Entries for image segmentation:
====

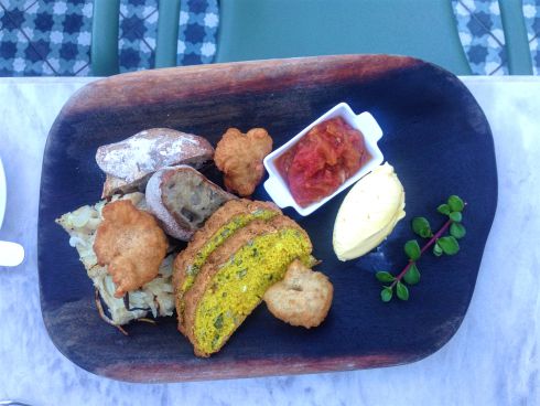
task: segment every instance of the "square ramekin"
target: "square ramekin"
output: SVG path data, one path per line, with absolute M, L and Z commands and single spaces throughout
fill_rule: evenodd
M 301 207 L 291 194 L 289 185 L 285 180 L 281 177 L 278 169 L 276 168 L 274 161 L 278 157 L 284 153 L 289 148 L 293 147 L 300 139 L 307 133 L 317 124 L 325 121 L 334 117 L 342 117 L 350 127 L 359 130 L 364 135 L 365 147 L 368 150 L 371 158 L 356 172 L 353 177 L 347 179 L 334 193 L 322 199 L 318 202 L 310 204 L 306 207 Z M 378 122 L 375 120 L 374 116 L 365 111 L 356 115 L 353 109 L 346 103 L 339 103 L 337 106 L 333 107 L 331 110 L 326 111 L 324 115 L 318 117 L 315 121 L 305 127 L 295 137 L 289 140 L 287 143 L 278 148 L 276 151 L 270 153 L 264 158 L 264 168 L 268 171 L 269 178 L 264 182 L 264 189 L 267 190 L 273 202 L 280 207 L 292 206 L 302 216 L 306 216 L 327 201 L 333 199 L 335 195 L 342 193 L 345 189 L 354 184 L 361 177 L 371 172 L 375 168 L 380 165 L 384 161 L 382 152 L 380 151 L 377 142 L 382 137 L 382 130 Z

====

§ **Written instruction**: Reproduce the text of the items word for word from the beginning through the line that contains "fill_rule: evenodd", including that line. Omit the pictures.

§ **Written solution**:
task: segment every instance of the "square ramekin"
target: "square ramekin"
output: SVG path data, one path per line, with absolute M, L and Z commands and single spaces throughout
fill_rule: evenodd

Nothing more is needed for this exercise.